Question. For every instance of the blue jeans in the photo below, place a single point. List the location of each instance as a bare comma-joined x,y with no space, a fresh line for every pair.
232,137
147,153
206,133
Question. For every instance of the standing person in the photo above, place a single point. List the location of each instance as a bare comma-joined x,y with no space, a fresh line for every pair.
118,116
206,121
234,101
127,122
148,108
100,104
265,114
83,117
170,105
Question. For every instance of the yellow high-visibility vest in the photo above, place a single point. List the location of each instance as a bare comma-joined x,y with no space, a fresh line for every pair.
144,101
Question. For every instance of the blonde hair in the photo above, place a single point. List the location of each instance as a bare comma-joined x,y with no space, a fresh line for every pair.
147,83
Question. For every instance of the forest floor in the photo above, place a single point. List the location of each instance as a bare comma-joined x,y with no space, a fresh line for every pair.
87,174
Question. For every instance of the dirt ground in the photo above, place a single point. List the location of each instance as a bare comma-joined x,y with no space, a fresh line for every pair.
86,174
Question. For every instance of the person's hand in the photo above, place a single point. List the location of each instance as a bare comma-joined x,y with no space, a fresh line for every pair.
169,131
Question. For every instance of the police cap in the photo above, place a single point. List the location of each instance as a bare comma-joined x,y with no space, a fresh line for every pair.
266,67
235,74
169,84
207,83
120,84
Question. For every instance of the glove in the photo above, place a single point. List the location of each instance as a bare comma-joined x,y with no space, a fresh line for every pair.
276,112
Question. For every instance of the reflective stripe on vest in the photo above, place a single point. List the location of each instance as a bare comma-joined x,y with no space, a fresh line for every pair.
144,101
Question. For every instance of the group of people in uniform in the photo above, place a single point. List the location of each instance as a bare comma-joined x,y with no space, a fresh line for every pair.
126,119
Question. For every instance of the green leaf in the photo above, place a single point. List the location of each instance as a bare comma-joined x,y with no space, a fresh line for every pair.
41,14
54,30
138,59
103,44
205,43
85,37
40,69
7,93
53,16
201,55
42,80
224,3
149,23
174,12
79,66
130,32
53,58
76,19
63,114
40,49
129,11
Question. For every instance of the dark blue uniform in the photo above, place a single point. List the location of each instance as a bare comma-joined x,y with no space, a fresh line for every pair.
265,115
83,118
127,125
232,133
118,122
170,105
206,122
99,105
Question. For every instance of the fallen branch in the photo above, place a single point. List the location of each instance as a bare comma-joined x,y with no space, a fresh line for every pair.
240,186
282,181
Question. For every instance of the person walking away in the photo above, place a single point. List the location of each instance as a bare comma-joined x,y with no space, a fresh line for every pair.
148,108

* * *

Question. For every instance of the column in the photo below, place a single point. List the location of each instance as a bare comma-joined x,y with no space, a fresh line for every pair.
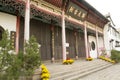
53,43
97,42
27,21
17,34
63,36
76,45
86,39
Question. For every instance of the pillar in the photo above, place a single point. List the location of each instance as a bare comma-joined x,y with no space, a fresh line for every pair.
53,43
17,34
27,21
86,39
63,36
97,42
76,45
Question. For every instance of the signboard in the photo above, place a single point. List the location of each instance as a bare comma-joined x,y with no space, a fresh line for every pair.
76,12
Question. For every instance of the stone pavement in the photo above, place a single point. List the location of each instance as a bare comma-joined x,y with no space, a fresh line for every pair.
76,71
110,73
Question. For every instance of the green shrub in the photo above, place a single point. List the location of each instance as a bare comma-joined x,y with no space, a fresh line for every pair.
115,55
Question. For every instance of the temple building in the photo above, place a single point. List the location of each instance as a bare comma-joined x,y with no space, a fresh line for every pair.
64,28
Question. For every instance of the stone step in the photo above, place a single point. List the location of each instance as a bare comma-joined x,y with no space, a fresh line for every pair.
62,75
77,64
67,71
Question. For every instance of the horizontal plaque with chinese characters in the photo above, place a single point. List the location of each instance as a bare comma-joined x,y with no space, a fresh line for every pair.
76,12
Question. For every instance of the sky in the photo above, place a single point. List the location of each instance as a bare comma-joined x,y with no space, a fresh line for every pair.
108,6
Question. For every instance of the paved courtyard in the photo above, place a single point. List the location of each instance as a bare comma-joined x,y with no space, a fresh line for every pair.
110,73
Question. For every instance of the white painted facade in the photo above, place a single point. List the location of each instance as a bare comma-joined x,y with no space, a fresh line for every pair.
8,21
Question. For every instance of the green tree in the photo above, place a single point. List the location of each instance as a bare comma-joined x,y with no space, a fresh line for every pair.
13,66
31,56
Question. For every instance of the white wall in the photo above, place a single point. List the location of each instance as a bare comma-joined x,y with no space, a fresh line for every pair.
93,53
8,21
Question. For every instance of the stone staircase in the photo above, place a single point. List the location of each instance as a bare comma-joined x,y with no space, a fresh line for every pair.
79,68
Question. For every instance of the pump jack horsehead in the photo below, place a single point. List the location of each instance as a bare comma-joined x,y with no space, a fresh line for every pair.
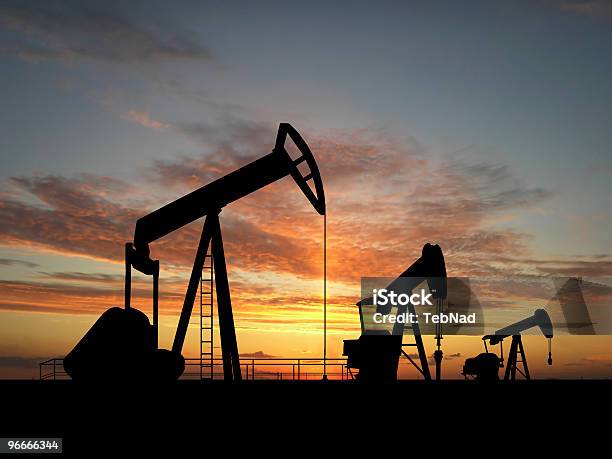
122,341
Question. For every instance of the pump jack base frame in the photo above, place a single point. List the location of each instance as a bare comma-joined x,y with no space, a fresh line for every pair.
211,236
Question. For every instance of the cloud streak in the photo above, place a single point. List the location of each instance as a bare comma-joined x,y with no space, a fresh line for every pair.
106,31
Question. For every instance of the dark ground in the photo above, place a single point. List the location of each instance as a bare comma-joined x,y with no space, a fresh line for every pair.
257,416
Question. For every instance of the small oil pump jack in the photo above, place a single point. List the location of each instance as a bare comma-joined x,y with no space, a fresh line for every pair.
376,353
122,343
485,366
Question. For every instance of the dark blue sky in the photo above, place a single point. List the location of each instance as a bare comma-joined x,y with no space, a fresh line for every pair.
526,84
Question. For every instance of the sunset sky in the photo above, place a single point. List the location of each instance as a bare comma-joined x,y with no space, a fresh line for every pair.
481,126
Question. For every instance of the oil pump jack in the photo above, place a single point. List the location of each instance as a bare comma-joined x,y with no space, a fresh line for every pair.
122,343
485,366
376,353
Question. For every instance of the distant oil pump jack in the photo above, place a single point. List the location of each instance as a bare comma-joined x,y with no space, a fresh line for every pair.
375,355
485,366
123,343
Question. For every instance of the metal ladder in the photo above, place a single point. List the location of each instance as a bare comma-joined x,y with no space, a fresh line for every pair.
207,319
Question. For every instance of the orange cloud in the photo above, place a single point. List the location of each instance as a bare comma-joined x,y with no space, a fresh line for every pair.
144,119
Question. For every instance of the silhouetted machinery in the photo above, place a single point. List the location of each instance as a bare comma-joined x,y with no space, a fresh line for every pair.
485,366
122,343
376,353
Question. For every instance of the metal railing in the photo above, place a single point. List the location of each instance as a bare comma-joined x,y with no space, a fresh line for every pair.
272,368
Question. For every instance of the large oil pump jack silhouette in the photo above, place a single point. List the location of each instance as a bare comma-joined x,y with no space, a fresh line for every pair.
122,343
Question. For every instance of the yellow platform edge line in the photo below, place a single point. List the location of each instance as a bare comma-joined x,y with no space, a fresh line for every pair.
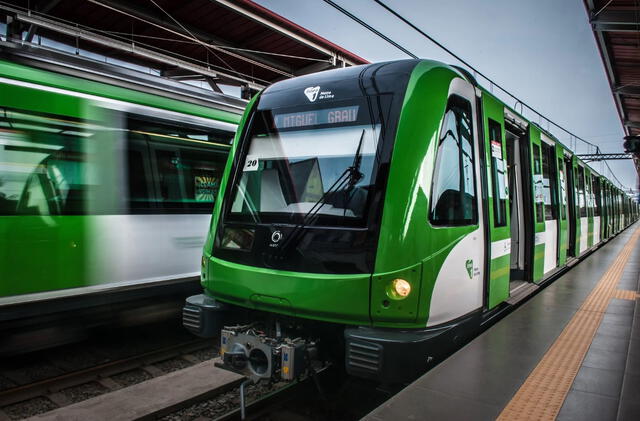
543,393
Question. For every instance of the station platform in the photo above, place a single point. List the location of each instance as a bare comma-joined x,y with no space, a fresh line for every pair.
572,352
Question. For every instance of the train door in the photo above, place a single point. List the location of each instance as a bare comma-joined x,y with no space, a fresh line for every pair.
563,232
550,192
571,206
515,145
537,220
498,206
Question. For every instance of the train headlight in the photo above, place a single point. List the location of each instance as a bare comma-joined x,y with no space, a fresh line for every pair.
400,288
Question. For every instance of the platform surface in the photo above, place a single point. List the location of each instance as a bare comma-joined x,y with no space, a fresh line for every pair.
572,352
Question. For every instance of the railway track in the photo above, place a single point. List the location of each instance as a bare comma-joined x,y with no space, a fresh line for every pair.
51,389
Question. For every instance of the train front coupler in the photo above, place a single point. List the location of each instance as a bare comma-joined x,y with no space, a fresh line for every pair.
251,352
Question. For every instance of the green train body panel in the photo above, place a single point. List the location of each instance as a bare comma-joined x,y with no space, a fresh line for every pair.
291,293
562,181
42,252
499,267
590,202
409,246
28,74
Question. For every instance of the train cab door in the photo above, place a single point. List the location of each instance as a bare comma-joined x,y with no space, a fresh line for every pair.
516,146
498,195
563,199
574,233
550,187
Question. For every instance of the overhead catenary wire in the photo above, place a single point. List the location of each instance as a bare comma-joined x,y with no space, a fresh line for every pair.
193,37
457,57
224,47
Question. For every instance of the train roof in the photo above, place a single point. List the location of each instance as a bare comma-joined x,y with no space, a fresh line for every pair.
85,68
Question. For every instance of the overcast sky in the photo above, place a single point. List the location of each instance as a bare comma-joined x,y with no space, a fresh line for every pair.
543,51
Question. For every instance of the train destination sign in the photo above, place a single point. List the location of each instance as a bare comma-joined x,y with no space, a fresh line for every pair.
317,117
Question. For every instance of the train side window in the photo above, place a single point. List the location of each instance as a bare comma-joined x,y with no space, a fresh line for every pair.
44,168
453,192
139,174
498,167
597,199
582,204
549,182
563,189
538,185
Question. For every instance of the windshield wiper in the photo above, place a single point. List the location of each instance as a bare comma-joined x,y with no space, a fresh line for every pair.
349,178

...

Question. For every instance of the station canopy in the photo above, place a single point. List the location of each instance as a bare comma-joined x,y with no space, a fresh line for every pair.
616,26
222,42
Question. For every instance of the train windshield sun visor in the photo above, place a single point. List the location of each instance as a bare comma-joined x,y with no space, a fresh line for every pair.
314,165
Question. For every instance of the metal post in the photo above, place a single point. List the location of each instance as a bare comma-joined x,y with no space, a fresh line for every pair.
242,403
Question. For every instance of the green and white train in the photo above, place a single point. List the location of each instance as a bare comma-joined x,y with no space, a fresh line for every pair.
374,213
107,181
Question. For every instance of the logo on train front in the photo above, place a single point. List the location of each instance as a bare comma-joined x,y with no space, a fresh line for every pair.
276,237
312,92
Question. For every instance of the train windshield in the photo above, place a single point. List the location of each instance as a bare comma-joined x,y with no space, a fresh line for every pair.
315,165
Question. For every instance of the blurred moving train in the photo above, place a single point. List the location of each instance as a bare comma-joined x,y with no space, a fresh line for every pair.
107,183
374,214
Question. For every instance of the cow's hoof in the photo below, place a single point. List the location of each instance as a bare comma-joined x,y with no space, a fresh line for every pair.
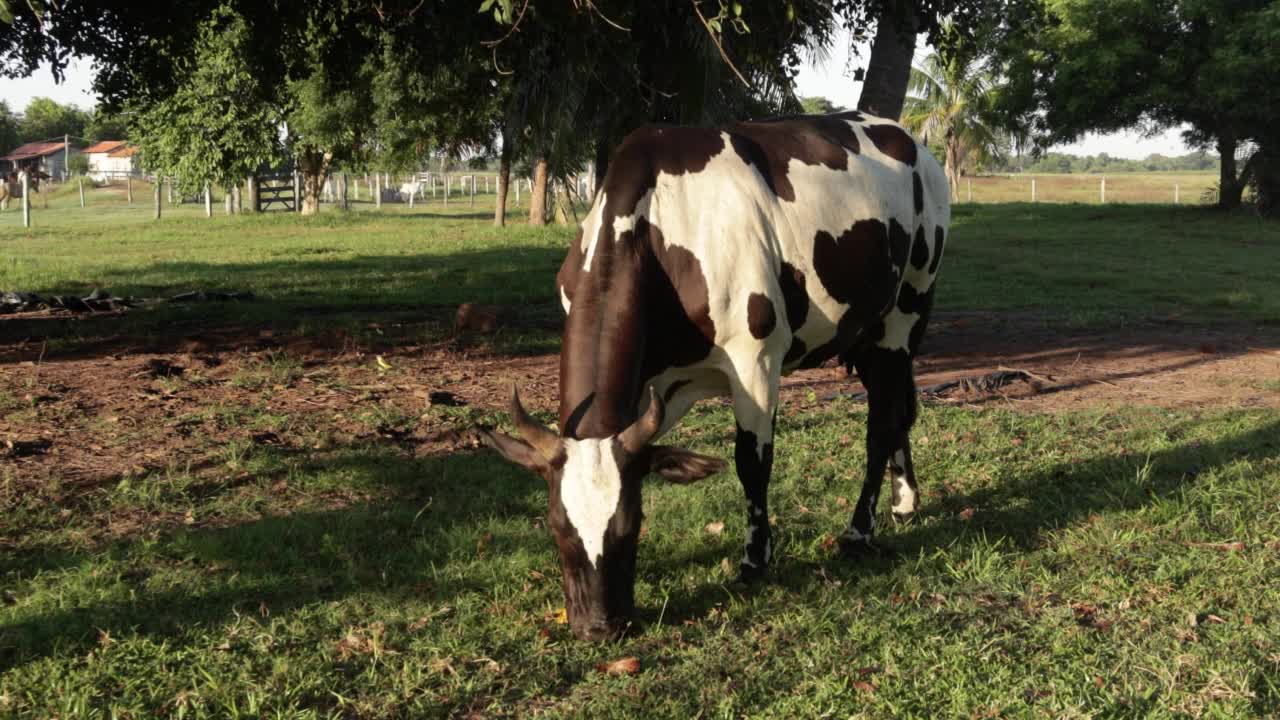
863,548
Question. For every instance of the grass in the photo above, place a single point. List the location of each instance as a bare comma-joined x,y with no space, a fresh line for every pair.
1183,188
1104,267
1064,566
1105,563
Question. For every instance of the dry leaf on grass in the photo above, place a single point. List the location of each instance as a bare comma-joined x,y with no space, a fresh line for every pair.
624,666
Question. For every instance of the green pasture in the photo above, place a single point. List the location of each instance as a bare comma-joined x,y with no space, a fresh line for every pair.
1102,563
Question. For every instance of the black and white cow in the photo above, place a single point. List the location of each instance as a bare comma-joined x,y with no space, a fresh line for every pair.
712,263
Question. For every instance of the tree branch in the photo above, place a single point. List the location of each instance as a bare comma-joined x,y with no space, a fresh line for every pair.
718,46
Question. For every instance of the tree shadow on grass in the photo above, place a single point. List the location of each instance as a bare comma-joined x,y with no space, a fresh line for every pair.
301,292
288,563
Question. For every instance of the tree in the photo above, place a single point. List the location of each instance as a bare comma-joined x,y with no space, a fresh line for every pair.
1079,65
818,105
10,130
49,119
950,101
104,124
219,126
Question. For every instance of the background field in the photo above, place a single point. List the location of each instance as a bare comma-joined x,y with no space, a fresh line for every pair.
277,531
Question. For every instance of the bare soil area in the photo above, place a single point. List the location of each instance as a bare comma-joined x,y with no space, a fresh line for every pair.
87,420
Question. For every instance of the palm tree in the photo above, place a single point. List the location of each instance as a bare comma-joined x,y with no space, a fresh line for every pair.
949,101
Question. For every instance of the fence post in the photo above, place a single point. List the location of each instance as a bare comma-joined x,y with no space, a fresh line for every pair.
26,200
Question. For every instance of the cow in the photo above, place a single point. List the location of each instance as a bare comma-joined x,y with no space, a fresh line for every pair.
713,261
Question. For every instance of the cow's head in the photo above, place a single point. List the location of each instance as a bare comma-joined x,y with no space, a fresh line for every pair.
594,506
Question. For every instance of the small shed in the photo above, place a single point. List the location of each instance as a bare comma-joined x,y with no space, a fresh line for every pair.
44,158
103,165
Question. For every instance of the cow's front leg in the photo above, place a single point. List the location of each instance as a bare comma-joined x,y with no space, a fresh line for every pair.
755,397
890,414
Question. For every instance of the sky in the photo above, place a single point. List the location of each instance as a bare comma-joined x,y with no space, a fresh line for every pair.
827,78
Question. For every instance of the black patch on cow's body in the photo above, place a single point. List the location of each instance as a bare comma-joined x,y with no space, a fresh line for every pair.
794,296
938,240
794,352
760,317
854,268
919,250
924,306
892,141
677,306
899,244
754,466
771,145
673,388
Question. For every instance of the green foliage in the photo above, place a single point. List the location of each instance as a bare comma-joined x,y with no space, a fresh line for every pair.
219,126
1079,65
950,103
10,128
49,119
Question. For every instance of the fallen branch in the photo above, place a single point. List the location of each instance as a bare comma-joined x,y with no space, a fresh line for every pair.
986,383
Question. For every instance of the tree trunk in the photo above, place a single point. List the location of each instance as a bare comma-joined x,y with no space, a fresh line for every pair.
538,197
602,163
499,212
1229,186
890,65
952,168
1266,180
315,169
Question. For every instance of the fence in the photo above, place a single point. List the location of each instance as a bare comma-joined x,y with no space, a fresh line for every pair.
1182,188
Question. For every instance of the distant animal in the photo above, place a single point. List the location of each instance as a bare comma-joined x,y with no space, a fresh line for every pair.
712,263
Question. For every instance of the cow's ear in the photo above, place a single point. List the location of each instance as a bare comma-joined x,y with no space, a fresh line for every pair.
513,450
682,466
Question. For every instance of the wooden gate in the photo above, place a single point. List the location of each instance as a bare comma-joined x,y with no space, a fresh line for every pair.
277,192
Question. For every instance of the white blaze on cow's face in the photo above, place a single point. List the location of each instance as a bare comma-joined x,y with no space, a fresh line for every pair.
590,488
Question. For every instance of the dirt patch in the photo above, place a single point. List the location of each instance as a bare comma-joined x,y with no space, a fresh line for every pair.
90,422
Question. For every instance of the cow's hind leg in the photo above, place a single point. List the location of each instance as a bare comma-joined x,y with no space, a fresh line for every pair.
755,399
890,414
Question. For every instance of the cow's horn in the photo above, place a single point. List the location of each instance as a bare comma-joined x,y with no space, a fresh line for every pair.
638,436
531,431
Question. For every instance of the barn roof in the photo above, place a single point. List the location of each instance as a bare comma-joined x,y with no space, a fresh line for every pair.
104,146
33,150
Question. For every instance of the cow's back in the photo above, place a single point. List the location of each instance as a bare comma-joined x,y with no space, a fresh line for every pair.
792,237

Given exercise » Gather every line in the rows above that contains the word "uniform", and copy each of those lines in full.

Answer »
Question. For every instance of the group of people in uniform in the photo above, place a single point. List the location of each instance as a bare comma-joined x,y with no space, a fresh line for every pair.
Question. For every instance of the dark blue uniform in the photo above, place a single point. List the location of each instance as a bare comma-joined x,y with no space, a fresh line for every pair.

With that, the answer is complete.